## Begin INFORMATION GIVEN

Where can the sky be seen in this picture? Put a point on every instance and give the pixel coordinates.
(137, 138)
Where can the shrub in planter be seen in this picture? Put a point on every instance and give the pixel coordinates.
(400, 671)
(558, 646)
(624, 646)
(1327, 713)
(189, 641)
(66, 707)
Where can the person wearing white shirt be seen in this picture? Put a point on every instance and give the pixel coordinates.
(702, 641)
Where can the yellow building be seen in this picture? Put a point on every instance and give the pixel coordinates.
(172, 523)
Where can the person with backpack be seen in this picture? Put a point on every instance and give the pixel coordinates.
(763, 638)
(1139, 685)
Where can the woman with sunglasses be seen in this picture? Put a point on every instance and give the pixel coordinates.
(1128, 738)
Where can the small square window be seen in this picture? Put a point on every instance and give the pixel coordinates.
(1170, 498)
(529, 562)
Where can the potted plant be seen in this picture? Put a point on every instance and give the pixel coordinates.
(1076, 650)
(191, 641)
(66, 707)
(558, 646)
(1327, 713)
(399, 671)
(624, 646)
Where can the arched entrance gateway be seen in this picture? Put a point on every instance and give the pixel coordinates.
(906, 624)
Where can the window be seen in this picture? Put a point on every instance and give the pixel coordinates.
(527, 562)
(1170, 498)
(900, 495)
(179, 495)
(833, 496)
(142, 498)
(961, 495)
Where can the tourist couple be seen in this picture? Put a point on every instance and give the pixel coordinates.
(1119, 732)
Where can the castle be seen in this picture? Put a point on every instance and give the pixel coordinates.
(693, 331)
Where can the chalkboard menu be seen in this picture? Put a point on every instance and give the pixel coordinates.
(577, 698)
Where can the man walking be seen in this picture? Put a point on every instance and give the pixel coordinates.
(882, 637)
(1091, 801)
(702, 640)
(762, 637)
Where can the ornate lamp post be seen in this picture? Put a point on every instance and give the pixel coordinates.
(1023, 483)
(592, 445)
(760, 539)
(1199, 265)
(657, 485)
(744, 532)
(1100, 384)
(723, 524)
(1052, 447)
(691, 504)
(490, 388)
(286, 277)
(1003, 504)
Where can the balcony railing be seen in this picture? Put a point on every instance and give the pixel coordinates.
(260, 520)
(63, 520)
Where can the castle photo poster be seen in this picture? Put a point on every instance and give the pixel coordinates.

## End INFORMATION GIVEN

_GIVEN EXERCISE_
Convert every line of the records above into a numbered list, leaving out any blank lines.

_OUTPUT FOR THIS TASK_
1. Where can the sky be seen in this picture? Put a point on every instance and give the pixel coordinates.
2. (137, 138)
3. Where can the shrub in planter be seen in this picture? Put a point on every instance and give the pixel coordinates.
4. (400, 671)
5. (558, 646)
6. (624, 646)
7. (1327, 713)
8. (189, 641)
9. (66, 707)
10. Where can the person wearing white shirt be seen in this picture? Put a point on every instance and give the pixel coordinates.
11. (702, 641)
12. Where can the yellow building be seen in this picture? Put a point on every instance and give the pixel coordinates.
13. (172, 523)
14. Where can the person with backpack be seen in this picture? Put a point on every instance and give the pixel coordinates.
15. (763, 638)
16. (1139, 685)
17. Where can the woman with sunglasses be seen in this picture? Put a point on every instance and give the pixel coordinates.
18. (1128, 738)
19. Where can the small square window be seen in this picture? Put a point on every instance and give the pixel coordinates.
20. (1170, 498)
21. (529, 562)
22. Where can the potted plant be seen in this picture? Put a point on every instance and give the pixel coordinates.
23. (1076, 650)
24. (191, 641)
25. (66, 707)
26. (558, 646)
27. (1327, 713)
28. (399, 671)
29. (624, 646)
30. Where can the arched entrance gateway be seen in this picture? Put a point on every instance and give the pixel coordinates.
31. (906, 624)
32. Where can the window be seen in this picture? Put a point on every instance and give the pixel coordinates.
33. (527, 562)
34. (1170, 498)
35. (900, 495)
36. (179, 495)
37. (833, 496)
38. (142, 498)
39. (961, 495)
40. Where can the tourist couple be seen in this picture? Put a point on every instance and give the pixel coordinates.
41. (1119, 732)
42. Where can the castle be seen in this picture? Put a point on every instance and give the pixel coordinates.
43. (693, 331)
44. Where can the chalkboard menu be seen in this picture? Put a point on every instance and give the pixel coordinates.
45. (577, 698)
46. Where can the man walking be seen in this picture? Put a point on every instance and give the pixel coordinates.
47. (882, 637)
48. (1091, 801)
49. (702, 640)
50. (762, 637)
51. Where can the ornate lamp post be seen in this picture? Put a point on every instance and give the pixel coordinates.
52. (1023, 483)
53. (592, 445)
54. (760, 539)
55. (1199, 265)
56. (657, 485)
57. (744, 532)
58. (1100, 384)
59. (723, 524)
60. (1052, 447)
61. (691, 504)
62. (490, 388)
63. (286, 277)
64. (1003, 504)
65. Where can the balcony railing be seen in this picture? Put a point on every instance and give the pixel coordinates.
66. (260, 520)
67. (63, 520)
68. Where can the castle photo poster be seen in this picture? Put a point on every instance and give the pixel coordinates.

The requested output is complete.